* _Exercises_:
**a.** Shorten the paragraph of the tennis championship text that begins "Ilitch and Zhang, both juniors," keeping its main facts.
**b.** List every line in the rows that contains the string "roof", matching case exactly.

And the Cranes made the most of those opportunities.
“We knew it was going to be really tough,” Asher said. “We were evenly matched, but the girls played the big points really well and handled the pressure of the state championship really well.”
Among the flight winners for Cranbrook were Sienna Ilitch and Olivia Zhang, who repeated as champions at Nos. 3 and No. 4 singles, respectively.
“I think it had to be a little harder (to repeat),” said Ilitch, who was the top seed going into the tournament. “I had a tough match in the semifinals, and I had another tough match in the finals against (Melanie Bandara of) Country Day. She really stepped up and played hard. It was a good, competitive match.”
Ilitch and Zhang, both juniors, were in finals for the third consecutive year. For Ilitch, her victory Saturday helped ease the pain of her loss at the 2021 tournament.

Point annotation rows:
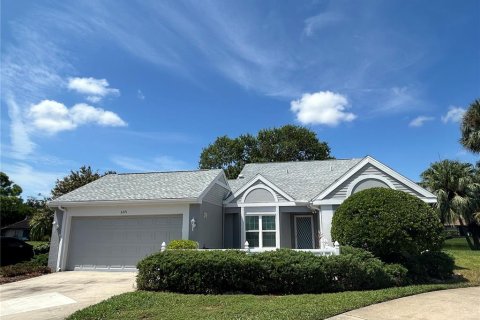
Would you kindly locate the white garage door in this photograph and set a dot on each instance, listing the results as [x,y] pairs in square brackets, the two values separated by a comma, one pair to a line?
[118,243]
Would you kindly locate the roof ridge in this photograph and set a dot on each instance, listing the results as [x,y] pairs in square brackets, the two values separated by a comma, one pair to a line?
[175,171]
[304,161]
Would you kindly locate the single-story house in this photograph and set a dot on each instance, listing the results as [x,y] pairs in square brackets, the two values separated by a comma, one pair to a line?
[113,222]
[19,230]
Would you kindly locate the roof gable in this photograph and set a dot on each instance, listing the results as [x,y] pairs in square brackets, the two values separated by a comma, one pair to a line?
[258,180]
[144,186]
[369,168]
[302,180]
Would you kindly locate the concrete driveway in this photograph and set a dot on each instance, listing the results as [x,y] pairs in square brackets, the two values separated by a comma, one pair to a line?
[57,295]
[463,303]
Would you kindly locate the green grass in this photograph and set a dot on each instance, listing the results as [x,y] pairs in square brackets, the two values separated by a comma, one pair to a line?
[37,243]
[467,261]
[158,305]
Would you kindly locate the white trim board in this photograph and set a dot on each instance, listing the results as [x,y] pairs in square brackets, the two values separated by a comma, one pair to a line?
[355,182]
[261,178]
[380,166]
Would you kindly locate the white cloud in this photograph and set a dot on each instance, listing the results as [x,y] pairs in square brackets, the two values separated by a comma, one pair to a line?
[21,143]
[160,163]
[52,117]
[32,180]
[419,121]
[96,89]
[321,21]
[322,107]
[454,114]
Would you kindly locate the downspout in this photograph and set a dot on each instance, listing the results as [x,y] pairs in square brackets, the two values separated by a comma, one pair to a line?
[60,242]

* _Answers to the exercise_:
**a.** Juniors Ilitch and Zhang reached the finals for a third straight year, and Ilitch's Saturday win eased the pain of her loss at the 2021 tournament.

**b.**
Would you kindly locate the roof ridge in this photograph and set a dot on each instance, listing the results as [x,y] pairs in square brackets, the two values separated by a comma, one pair to a line?
Would you kindly locate the roof gable in this photograph and set a dot on each instance, listing the results as [x,y] pairs in square brackets, the two values separated by a comma, one pair to a line?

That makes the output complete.